▶ Task requirements
a – Decide whether each statement below agrees with the love-story sermon, answering yes or no and quoting the words of the sermon that settle it. (i) Zechariah gave up praying for a child once he and Elizabeth had grown old. (ii) John calls the religious leaders who come to him "Children of snakes." (iii) Joseph and Mary are to be discussed in more detail in the coming weeks.
b – Continue the love-story sermon after its final sentence.

▶ Passage to read
********************
Our first couple is not even mentioned in our reading, but if we are telling a love story, then we cannot leave out Zechariah and Elizabeth. When you have time go back and read the story of Zechariah and Elizabeth in Luke, because there are a couple of things you should see for yourself. The first is that the angel of the Lord tells Zechariah not to be afraid and that his “prayers have been heard”. (Luke 1:13) This is important because Zechariah, upon hearing the result of his prayers will be in Elizabeth’s pregnancy, questions the feasibility of it because of the couple’s age. (Luke 1:18) Yet, it was Zechariah’s prayer that was being answered. See, in the society of that time the woman’s worth was attached to her ability to bear children. Zechariah cared so much for Elizabeth that even in their advanced ages he continued his prayer for her to have a child. He wanted her to be fulfilled in the way he knew would make her happy. (Luke 1: 25) The second thing I want you to take note of, is that after Zechariah regains his voice the first thing he does is begin praising God. (Luke 1: 64) After nine months of silence and while holding his son for the first time, his focus is on God.
John grows into quite the man. He might be considered the odd yet deeply wise town misfit. However, this misfit has no problem drawing people in with his strong determination about the coming judgment of God. He demands that people change their hearts and lives. They come to him in droves to do so, then to be baptized as an outward showing of this commitment. When the current religious leaders show up to take part in this transformative process he calls them “Children of snakes” (Matthew 3: 7). This shows John’s disdain for the current political and religious elite for their failure to keep the people with the appropriate focus on God and he classifies them with the evil, tempting, serpent in the Garden.
Of course, prior to John’s adult ministry, we are introduced to another couple. One that will be discussed in more detail in the coming weeks. But, Joseph and Mary must be mentioned as part of our love story. For the dimensions and layers of their relationship could fill volumes of books about love and sacrifice. For now, we will simply state that their marriage is rooted in their love of God and their personal sacrifice is demonstrated in their obedience to God and the love of their Son. It is this son, however, who grows into the man that Paul speaks of in our last reading. It is this Son, who demonstrates perfect love on earth. It is the Son, who conveyed the righteousness that Isaiah spoke of.
This Son of Mary and Joseph, this Son of God, Jesus lived the example that “we don’t live for ourselves and we don’t die for ourselves” (Romans 14: 7), instead we live and die for the Lord and whether we live or die we belong to the Lord. (Romans 14:8) So, when Paul speaks, he speaks with an altered focus. He speaks with a changed heart and an altered mission in life. His mission is about leading others to God. His mission is establishing this new life in the Garden by educating others in this new message. But, this is where the ironic twist comes into play. This is where we all look at our movie partners in amazement. For, we are no longer just talking about the Israelites or the Jews or the original keepers of the covenant with God. We are talking about all people. All inhabitants of the earth are now able to walk hand in hand with God. The idea of no biasness seeps across all ethnic and cultural bounds to where all people become one with the focused intent in life to glorify God with one voice. (Romans 15: 6) The last words we are left with are the words of Isaiah’s original prophecy slightly changed to show that Gentiles are in included in all nations.
********************
▶ Given material
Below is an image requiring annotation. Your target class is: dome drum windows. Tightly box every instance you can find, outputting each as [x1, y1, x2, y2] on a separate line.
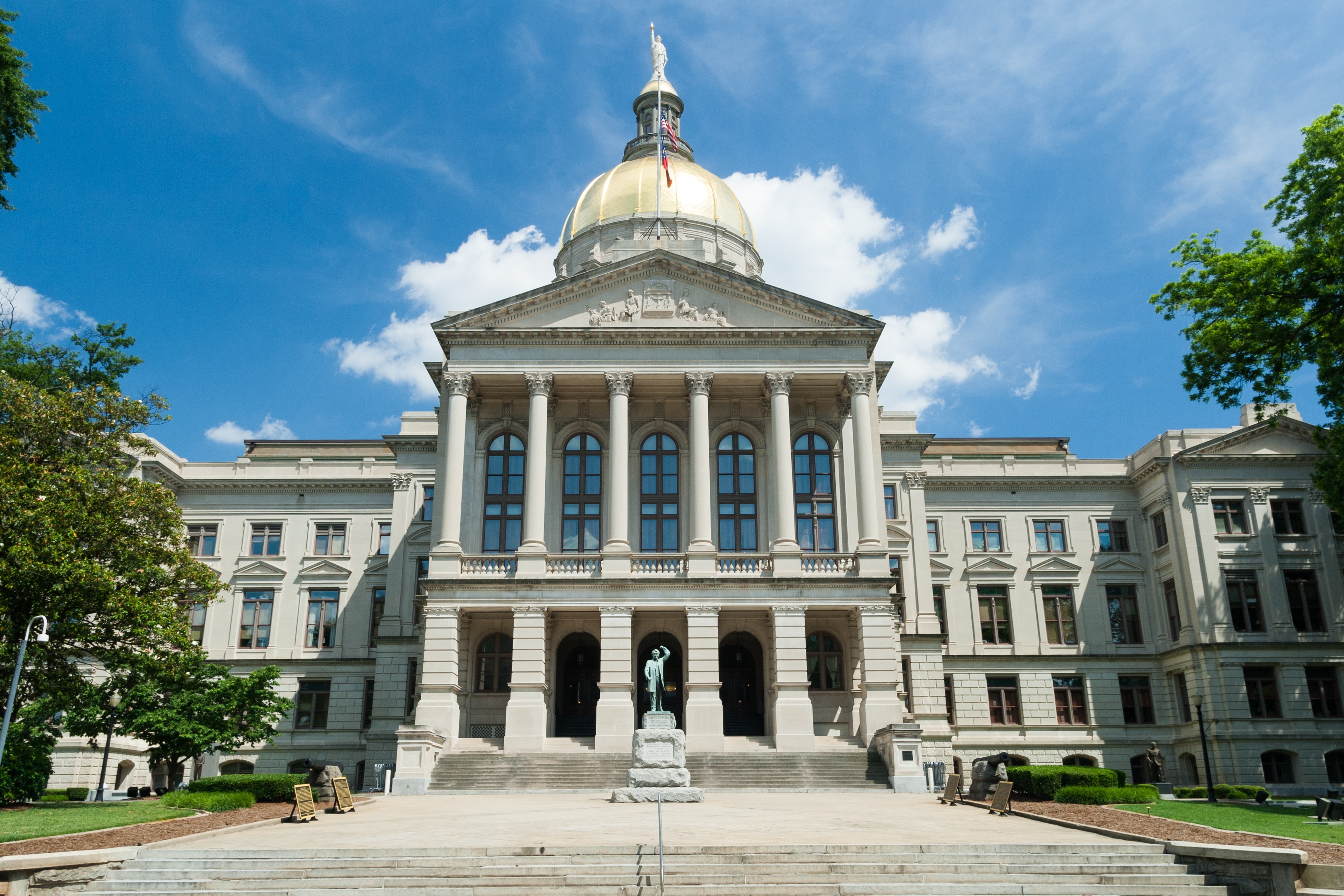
[481, 435, 527, 553]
********************
▶ Responses by task
a –
(i) No: "Zechariah cared so much for Elizabeth that even in their advanced ages he continued his prayer for her to have a child."
(ii) Yes: "When the current religious leaders show up to take part in this transformative process he calls them “Children of snakes” (Matthew 3: 7)."
(iii) Yes: "One that will be discussed in more detail in the coming weeks."

b –
God has not withheld His love from a single person.
Remember what we learned from the Hallmark movies though? We are selfish and guarded when it comes to love. Just because God has not withheld his love from us does not mean that we care to receive it and it certainly does not mean that we reciprocate. In some cases we are perfectly content keeping our relationship status “close, but not committed”. Some of us don’t even realize we are doing it. Take poor Peter for example.
He stated to Jesus, Himself, that he would following Him anywhere. Yet, when it came time to be identified as Jesus’ disciple and friend, Peter denied the relationship three times. Lucky for him he was given a chance, by Jesus to repent for his weakness. But, even that exchange has a certain twist in it. For, the story is very familiar to many of us, in that Jesus asks Peter three times if he loves Him. Each time Peter responds in the affirmative to Jesus. Depending on the commentary you read about this exchange there will be different insights about the dialogue. One, that I consider to be interesting is that Jesus asks the question the first two times with the word “agape” for love. While Peter responds with a different word for love, “fileo”. Some see no differences in these translations, but others see a slight, yet significant, difference. Agape is the active and open love of God, unconditional and righteous. While, fileo, is to have affection for, a deep caring and personal relationship. My question is, if there is no difference in the word choice than why does Jesus change his question the next time to use the word fileo instead of agape? My speculation is because Jesus knows his agape love is strong enough to hold the fileo love of Peter. Jesus’ full commitment and all-in love will be able to work with the fearful and guarded love of the human heart.
We are part of the ensemble cast. We are part of the group that has been included in this large and overwhelming gift of love. We are part of the ones who John spoke to that we must change our hearts and our lives to prepare for the coming of the Lord. We are the ones who Paul spoke to when he told us that our attitude must be like Christ Jesus’ and that we should Glorify God with a singular voice. We are also like Peter. Self-preservation can step up and stop us from being the person we can be, the person we were created to be.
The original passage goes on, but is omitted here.